> **DESCRIPTION OF THE TASK**: Copy the records below exactly as they are written.

[start]

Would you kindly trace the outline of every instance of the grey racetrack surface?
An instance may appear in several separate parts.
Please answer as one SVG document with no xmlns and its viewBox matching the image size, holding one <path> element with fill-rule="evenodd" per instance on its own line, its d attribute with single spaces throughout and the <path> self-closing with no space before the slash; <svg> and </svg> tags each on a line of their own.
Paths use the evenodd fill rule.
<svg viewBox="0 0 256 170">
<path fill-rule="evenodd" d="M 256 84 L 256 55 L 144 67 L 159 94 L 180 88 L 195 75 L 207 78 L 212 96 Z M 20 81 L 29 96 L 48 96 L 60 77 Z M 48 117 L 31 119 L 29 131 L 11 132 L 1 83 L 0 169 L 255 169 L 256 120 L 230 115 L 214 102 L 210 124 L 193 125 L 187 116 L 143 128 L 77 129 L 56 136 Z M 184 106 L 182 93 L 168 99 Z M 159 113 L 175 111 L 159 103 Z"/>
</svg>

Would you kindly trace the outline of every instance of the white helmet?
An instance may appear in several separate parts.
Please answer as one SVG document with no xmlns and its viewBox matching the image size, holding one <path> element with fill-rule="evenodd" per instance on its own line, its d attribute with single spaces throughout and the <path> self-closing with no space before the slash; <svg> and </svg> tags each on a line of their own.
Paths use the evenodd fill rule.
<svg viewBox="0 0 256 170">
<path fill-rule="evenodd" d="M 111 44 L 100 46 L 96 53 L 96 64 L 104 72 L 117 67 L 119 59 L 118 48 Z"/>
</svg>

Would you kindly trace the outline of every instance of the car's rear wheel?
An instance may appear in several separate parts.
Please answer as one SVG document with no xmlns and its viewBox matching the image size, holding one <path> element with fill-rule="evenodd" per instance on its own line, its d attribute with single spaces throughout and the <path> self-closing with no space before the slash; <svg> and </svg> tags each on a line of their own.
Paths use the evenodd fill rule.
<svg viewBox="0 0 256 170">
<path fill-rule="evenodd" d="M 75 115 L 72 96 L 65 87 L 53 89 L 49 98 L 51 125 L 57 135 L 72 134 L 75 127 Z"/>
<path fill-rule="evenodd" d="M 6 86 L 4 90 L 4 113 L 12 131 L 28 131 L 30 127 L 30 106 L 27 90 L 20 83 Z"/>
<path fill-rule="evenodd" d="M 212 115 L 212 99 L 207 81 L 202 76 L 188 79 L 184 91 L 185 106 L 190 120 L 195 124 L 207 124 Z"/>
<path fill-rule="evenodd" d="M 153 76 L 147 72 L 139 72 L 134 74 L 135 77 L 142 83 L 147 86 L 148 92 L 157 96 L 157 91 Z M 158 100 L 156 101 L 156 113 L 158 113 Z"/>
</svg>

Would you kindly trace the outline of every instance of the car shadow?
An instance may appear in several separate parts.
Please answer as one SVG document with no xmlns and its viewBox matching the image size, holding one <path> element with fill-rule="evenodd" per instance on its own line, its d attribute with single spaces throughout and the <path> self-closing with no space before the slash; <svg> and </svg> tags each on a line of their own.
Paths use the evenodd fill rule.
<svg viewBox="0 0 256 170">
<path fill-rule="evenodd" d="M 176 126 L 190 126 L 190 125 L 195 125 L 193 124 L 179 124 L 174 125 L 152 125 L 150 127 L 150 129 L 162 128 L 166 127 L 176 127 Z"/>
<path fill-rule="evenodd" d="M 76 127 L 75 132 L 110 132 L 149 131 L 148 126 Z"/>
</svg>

[end]

> **THE REPLY**:
Would you kindly trace the outline of every instance of the grey racetrack surface?
An instance may appear in several separate parts.
Please answer as one SVG document with no xmlns and its viewBox matching the image size, holding one <path> element with fill-rule="evenodd" per instance on its own line, its d attribute with single spaces throughout and the <path> self-closing with no space before the slash; <svg> and </svg> tags each on a line of their own.
Paths use the evenodd fill rule.
<svg viewBox="0 0 256 170">
<path fill-rule="evenodd" d="M 256 84 L 256 55 L 144 67 L 159 94 L 180 88 L 195 75 L 207 78 L 212 96 Z M 20 81 L 29 96 L 48 96 L 60 77 Z M 48 117 L 31 119 L 29 131 L 11 132 L 1 83 L 0 169 L 255 169 L 256 120 L 230 115 L 214 102 L 210 124 L 193 125 L 187 116 L 143 128 L 77 129 L 56 136 Z M 184 106 L 182 93 L 168 99 Z M 159 113 L 175 111 L 159 103 Z"/>
</svg>

Would you kindly trace the outline of every instance of the white helmet?
An instance may appear in several separate parts.
Please answer as one SVG document with no xmlns and its viewBox matching the image size, holding one <path> element with fill-rule="evenodd" per instance on its own line, its d attribute with single spaces throughout and the <path> self-closing with no space before the slash; <svg> and </svg> tags each on a line of their own.
Paths use the evenodd fill rule.
<svg viewBox="0 0 256 170">
<path fill-rule="evenodd" d="M 111 44 L 100 46 L 96 53 L 96 64 L 104 72 L 117 67 L 119 59 L 118 48 Z"/>
</svg>

Would you kindly trace the outline of every instance of the car's rear wheel?
An instance may appear in several separate parts.
Please answer as one SVG document with no xmlns and its viewBox matching the image size, holding one <path> element with fill-rule="evenodd" per instance on its own line, its d attribute with single spaces throughout and the <path> self-closing with no space before the slash; <svg> and </svg> tags each on a line of their own.
Paths use the evenodd fill rule.
<svg viewBox="0 0 256 170">
<path fill-rule="evenodd" d="M 75 115 L 72 96 L 65 87 L 53 89 L 49 98 L 51 125 L 57 135 L 72 134 L 75 127 Z"/>
<path fill-rule="evenodd" d="M 6 86 L 4 90 L 4 113 L 12 131 L 28 131 L 30 127 L 30 106 L 27 90 L 20 83 Z"/>
<path fill-rule="evenodd" d="M 212 115 L 212 99 L 207 81 L 202 76 L 188 79 L 184 91 L 185 106 L 190 120 L 195 124 L 207 124 Z"/>
<path fill-rule="evenodd" d="M 153 76 L 147 72 L 139 72 L 134 74 L 135 77 L 142 83 L 147 86 L 148 92 L 157 96 L 157 91 Z M 158 100 L 156 101 L 156 113 L 158 113 Z"/>
</svg>

Would you kindly trace the outline of every instance of the car shadow?
An instance may appear in several separate parts.
Please answer as one SVG document with no xmlns and its viewBox matching the image size, holding one <path> element with fill-rule="evenodd" per instance on its own line, its d attribute with single spaces throughout and the <path> self-closing with no space before the slash; <svg> and </svg> tags each on a line of their own.
Paths use the evenodd fill rule.
<svg viewBox="0 0 256 170">
<path fill-rule="evenodd" d="M 176 126 L 190 126 L 190 125 L 195 125 L 193 124 L 179 124 L 174 125 L 152 125 L 150 127 L 150 129 L 162 128 L 166 127 L 176 127 Z"/>
<path fill-rule="evenodd" d="M 76 127 L 75 132 L 110 132 L 149 131 L 148 126 Z"/>
</svg>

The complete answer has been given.